*EXERCISE GOAL*
Starting at the line that contains "Please tag every instance of the wood paneled" and ending at the last line of the items, reproduce every line, shifting each answer coordinate by -140 and leaving all other numbers unchanged.

*DATA SECTION*
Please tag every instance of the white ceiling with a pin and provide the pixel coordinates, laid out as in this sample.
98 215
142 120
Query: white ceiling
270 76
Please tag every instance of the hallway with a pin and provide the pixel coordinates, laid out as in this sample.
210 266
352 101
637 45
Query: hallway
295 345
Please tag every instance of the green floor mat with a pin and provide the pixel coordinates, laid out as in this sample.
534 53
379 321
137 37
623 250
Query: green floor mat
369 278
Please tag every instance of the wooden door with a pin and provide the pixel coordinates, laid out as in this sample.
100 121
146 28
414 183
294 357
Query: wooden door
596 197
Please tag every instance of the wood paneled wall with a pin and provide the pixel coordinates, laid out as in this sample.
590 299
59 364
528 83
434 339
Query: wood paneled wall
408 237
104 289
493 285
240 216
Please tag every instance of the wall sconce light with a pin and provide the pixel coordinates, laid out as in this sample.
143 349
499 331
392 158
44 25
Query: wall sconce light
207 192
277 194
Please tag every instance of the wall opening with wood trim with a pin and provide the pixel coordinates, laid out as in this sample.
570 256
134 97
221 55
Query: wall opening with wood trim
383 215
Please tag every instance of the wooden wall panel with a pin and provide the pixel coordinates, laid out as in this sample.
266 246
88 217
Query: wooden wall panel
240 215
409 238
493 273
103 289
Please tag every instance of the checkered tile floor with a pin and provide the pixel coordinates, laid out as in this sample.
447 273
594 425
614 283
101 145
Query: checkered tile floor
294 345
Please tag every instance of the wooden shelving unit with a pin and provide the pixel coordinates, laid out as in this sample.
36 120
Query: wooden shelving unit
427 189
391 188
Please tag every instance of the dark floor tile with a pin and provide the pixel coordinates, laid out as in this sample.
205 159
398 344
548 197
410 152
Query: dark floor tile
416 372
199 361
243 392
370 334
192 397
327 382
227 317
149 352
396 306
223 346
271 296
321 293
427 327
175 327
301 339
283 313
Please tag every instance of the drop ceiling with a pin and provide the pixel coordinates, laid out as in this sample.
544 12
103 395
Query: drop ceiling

*CORRECT ANSWER*
Please tag every instance of the wood paneled wall with a pin and provide the pixel coordinates, laid out as in this sample.
590 299
59 364
528 83
434 339
Query: wood paneled wall
268 97
-36 149
353 145
100 76
Please tag every instance of the wall sconce light with a pin and provide the pixel coordinates, laid out as in this sample.
143 349
499 331
392 158
44 25
Query: wall sconce light
67 52
137 54
Please tag every instance of the wall opening with wood trim with a pin and provide the pixel coordinates, laid out as in this sample.
570 256
134 97
221 55
Query: wall opening with wood trim
243 75
Please tag every instance of the wooden wall panel with a pin and provide the pixel coordinates, laid out as in this sample.
266 246
88 217
Query: wooden wall panel
100 75
269 98
353 133
-37 149
Please tag every instance of the checkered tile floor with a pin and provide the pixel coordinates, laid out as in this sample.
447 273
594 425
614 283
101 145
Query: checkered tile floor
154 205
Please tag every instance of the wooden shelving unit with a pin and provide the pixel coordinates, laid out as in this sample.
36 120
Query: wooden shelving unit
287 49
251 48
Please tag every instance of the dark floor tile with a pin and provide the pixel coordinates, laid out as in this sample.
205 159
398 344
548 197
410 152
Query: dark floor tile
276 232
59 221
103 252
230 194
52 257
187 242
87 177
9 212
256 166
83 206
131 156
181 153
287 187
35 187
161 199
143 173
Please tag every instance of the drop ceiling with a pin and provide the pixel coordinates, laid out as in this sample.
544 12
103 395
Query: drop ceiling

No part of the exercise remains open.